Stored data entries
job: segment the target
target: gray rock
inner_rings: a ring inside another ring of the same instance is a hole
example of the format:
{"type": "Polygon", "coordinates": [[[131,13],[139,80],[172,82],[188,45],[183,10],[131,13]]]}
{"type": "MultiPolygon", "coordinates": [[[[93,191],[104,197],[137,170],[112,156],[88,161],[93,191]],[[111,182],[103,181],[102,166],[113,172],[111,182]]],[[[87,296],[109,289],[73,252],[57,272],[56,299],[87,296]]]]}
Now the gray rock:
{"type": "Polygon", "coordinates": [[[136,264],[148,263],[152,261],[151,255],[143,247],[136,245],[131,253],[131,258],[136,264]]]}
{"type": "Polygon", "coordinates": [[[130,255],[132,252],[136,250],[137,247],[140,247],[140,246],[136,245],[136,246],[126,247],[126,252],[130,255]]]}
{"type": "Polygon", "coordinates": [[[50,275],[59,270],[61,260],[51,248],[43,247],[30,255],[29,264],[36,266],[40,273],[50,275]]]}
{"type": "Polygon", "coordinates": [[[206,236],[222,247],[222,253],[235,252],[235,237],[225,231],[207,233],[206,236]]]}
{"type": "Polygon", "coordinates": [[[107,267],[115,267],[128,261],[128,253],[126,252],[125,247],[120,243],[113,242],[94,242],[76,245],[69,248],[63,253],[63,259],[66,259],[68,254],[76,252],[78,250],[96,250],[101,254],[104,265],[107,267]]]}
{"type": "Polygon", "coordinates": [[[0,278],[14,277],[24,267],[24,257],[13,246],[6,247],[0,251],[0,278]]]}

* **WHAT THE TASK REQUIRES**
Your answer should be all lines from the data that contain "target".

* **SOLUTION FOR THIS TASK**
job: segment the target
target: gray rock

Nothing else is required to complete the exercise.